# start of Records

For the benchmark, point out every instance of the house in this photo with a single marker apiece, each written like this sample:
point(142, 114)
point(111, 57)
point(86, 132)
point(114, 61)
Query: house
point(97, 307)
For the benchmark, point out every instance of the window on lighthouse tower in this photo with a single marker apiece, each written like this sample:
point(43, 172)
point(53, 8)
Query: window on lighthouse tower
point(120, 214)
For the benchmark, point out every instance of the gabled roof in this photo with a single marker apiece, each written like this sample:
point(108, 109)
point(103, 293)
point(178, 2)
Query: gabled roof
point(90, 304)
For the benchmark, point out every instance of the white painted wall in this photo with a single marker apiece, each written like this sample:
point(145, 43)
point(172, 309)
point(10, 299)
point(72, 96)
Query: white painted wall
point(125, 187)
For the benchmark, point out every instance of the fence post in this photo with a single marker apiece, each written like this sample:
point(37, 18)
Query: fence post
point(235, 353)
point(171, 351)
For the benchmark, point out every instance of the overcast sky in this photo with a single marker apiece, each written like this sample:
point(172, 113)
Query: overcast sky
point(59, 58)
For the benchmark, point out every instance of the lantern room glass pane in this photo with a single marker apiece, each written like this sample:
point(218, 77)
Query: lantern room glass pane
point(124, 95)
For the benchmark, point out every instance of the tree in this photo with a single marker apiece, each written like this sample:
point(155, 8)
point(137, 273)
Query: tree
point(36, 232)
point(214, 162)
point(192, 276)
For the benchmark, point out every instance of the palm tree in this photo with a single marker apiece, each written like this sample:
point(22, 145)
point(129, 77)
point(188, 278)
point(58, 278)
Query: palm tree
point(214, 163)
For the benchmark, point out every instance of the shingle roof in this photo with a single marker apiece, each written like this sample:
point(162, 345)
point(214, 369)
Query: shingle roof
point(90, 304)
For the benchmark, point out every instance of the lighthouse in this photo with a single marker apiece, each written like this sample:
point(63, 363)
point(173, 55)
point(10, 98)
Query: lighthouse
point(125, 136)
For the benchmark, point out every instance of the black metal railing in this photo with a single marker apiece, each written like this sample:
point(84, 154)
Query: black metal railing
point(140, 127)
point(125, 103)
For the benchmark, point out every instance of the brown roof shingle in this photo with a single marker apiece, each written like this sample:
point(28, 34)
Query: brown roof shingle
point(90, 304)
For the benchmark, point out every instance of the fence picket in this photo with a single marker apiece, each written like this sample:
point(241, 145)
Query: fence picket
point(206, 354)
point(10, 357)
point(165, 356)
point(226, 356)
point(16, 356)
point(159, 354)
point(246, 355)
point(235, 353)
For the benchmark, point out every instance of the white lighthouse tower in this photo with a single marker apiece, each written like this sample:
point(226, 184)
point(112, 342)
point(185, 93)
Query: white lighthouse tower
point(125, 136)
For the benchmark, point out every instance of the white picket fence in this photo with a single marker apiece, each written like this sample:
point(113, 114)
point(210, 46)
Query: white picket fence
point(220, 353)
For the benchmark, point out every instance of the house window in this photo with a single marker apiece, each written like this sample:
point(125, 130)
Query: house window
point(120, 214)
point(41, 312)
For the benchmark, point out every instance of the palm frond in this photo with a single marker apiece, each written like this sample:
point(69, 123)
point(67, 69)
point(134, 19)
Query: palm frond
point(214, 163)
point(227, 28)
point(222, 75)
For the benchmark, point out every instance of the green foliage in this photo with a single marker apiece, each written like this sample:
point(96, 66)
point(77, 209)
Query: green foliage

# end of Records

- **What is needed**
Reproduce the data from its first line through the line containing "point(97, 307)", inclusive, changing only the answer coordinates. Multiply each of those coordinates by 1.8 and round to the nearest whole number, rounding halves up. Leave the sample points that illustrate the format as they are.

- **Output**
For the benchmark, point out every instance of the house in this photo with a single marker apiece, each written like this sample:
point(142, 114)
point(111, 57)
point(86, 132)
point(114, 61)
Query: house
point(175, 553)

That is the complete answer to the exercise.